= Source document =
One evening in the autumn of 1940 bombs fell on the course and Temporary Rules were introduced to allow for the consequences. Dr Goebbels, Hitler’s Minister of Propaganda, used the Club’s Temporary Rules as the theme of a broadcast by William (Lord Haw-Haw) Joyce: “By means of these ridiculous reforms the English snobs try to impress the people with a kind of pretended heroism. They can do so without danger, because, as everyone knows, the German Air Force devotes itself only to the destruction of military targets and objectives of importance to the war effort.” Evidently the Club’s laundry outbuilding was a military target. The Rules inspired much humour in newspapers and magazines around the world and continue to be re-published in the 21st century.

BigTip
2/2/2012, 04:25 PM
You should not have to take a penalty stroke for #7.

Next you'll be wanting drops out of fairway divots! Geez!


lol

8timechamps
2/2/2012, 04:55 PM
"A ball moved by enemy action may be replaced..."

= Objective 1 =
List every historical figure named in the wartime golf rules text.
= Objective 2 =
Return the stretch of the wartime golf rules text from "One evening in" through "fairway divots! Geez!", copied word for word.
= Objective 3 =
Resume the wartime golf rules text after its last line.

= Data extract =
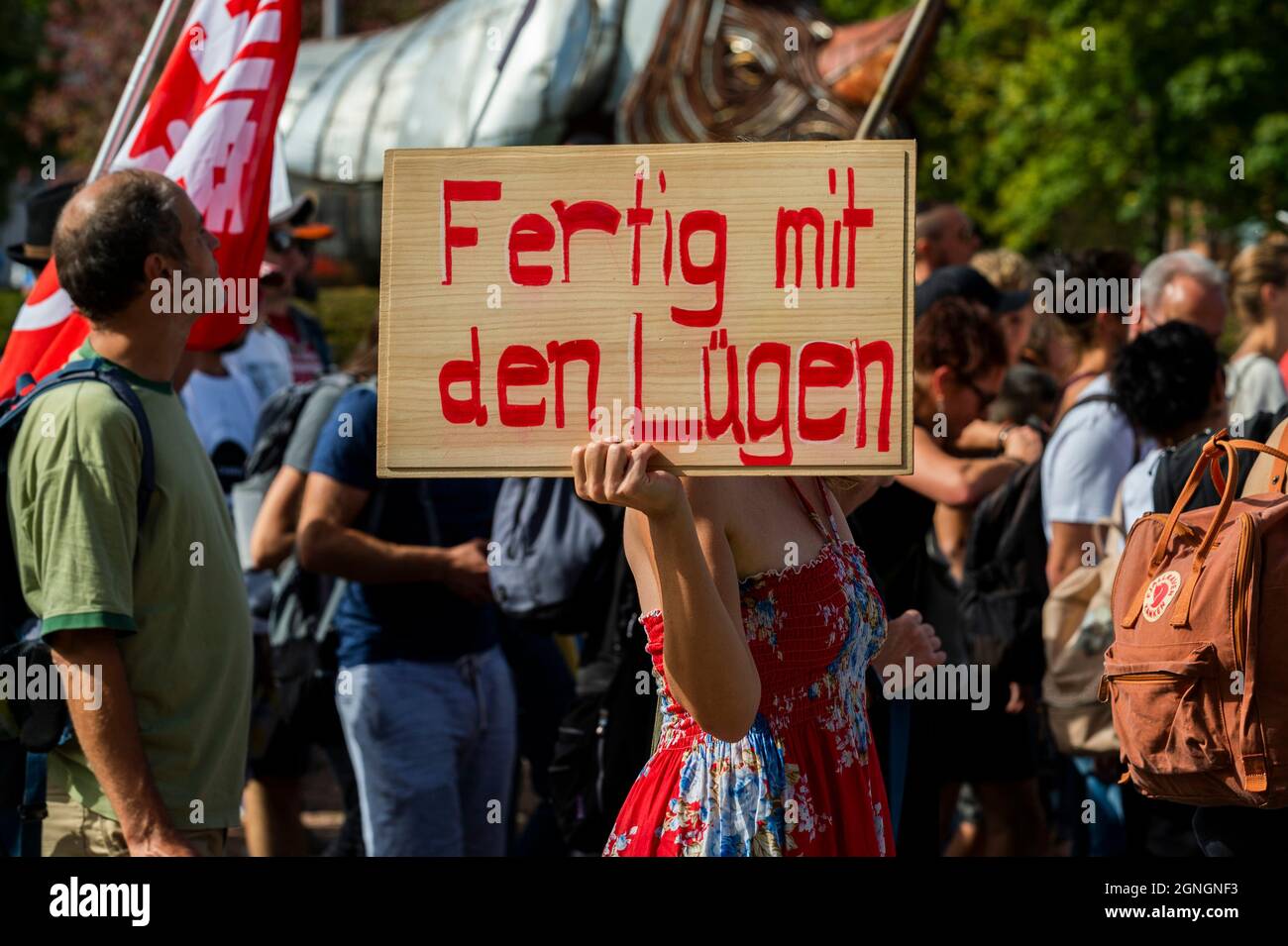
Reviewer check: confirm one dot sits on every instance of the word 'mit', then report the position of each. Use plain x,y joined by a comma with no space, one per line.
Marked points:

= Written response 1 =
Dr Goebbels; Hitler; William (Lord Haw-Haw) Joyce

= Written response 2 =
One evening in the autumn of 1940 bombs fell on the course and Temporary Rules were introduced to allow for the consequences. Dr Goebbels, Hitler’s Minister of Propaganda, used the Club’s Temporary Rules as the theme of a broadcast by William (Lord Haw-Haw) Joyce: “By means of these ridiculous reforms the English snobs try to impress the people with a kind of pretended heroism. They can do so without danger, because, as everyone knows, the German Air Force devotes itself only to the destruction of military targets and objectives of importance to the war effort.” Evidently the Club’s laundry outbuilding was a military target. The Rules inspired much humour in newspapers and magazines around the world and continue to be re-published in the 21st century.

BigTip
2/2/2012, 04:25 PM
You should not have to take a penalty stroke for #7.

Next you'll be wanting drops out of fairway divots! Geez!

= Written response 3 =
So, lets say I just teed off, and I'm heading up the fairway for my next shot, but a Nazi tank crosses in front of me and my ball gets stuck in the tracks and is removed, I can replace it without penalty? Just want to make sure I'm following the rules.

TUSooner
2/3/2012, 09:06 AM
Gotta love that. The nerve, guts, & humor (humour?) of the Brits back then has become almost a tired cliche, or worse, forgotten. But they had some serious nerve and guts to keep their chins up while the bombs were falling night after day and their cities were burning. "Finest hour" indeed. God bless 'em.